Provided passage:
I guess a more accurate title would have been, “my self quarantine ended weeks ago, but now it feels like I am moving into a new phase.”

A close friend of mine had the coronavirus back in March/April. Fortunately he came through relatively easy. He asked me last night, “so what do you think about people who are antibody positive?”

The question carried with it a multifaceted purpose. First and foremost, he wants to hang out, but he is also keenly aware of how strict I have been about seeing people outside of my bubble. I appreciated the question because I like when people take an outward approach to seeing where my risk tolerance is. Remember, a few weeks ago I wrote about this weird place a lot of us are in. It is a place where people around us – friends and family members – are opening up the firehouse and returning to their normal lives. In doing so, there is an assumption that we can’t join them, wherein it feels like those of us with complex illnesses are being left behind in the broader reopening.

I wasn’t too sure how to answer his question. I do want to believe there is an immunity period. There are data to suggest a period of immunity does come after the virus, but the question is how long? To be clear, my friend has strictly followed social distancing guidance since recovering, but opening up my bubble invites all sorts of questions.

What you should do:
Please copy the passage on self quarantine and antibodies word for word, from "I wasn’t too" to "sorts of questions.".

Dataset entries
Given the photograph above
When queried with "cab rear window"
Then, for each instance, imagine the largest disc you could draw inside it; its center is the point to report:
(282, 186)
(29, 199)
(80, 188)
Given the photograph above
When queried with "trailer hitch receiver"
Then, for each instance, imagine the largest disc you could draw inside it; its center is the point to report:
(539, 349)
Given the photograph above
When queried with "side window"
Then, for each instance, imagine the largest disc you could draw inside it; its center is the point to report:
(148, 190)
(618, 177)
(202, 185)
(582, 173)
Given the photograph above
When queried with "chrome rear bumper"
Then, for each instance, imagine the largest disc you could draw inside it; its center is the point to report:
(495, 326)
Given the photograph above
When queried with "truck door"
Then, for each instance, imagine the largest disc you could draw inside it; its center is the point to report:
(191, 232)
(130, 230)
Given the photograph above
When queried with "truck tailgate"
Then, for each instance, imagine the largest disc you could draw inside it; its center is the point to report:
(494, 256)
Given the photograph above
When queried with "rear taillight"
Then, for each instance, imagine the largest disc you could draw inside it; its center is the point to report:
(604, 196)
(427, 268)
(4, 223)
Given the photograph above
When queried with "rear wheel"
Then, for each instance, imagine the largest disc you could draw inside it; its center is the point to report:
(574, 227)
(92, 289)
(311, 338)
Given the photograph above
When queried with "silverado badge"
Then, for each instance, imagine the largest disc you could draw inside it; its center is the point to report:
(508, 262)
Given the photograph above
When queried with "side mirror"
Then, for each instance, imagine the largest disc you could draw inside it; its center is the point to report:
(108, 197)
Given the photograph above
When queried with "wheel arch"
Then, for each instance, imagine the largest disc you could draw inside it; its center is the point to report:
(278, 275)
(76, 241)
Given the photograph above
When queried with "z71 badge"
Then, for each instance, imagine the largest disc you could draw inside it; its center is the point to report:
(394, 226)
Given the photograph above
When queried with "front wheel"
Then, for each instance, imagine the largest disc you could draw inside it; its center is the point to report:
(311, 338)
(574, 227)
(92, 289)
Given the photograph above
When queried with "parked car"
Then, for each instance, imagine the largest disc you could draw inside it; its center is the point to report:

Output:
I wasn’t too sure how to answer his question. I do want to believe there is an immunity period. There are data to suggest a period of immunity does come after the virus, but the question is how long? To be clear, my friend has strictly followed social distancing guidance since recovering, but opening up my bubble invites all sorts of questions.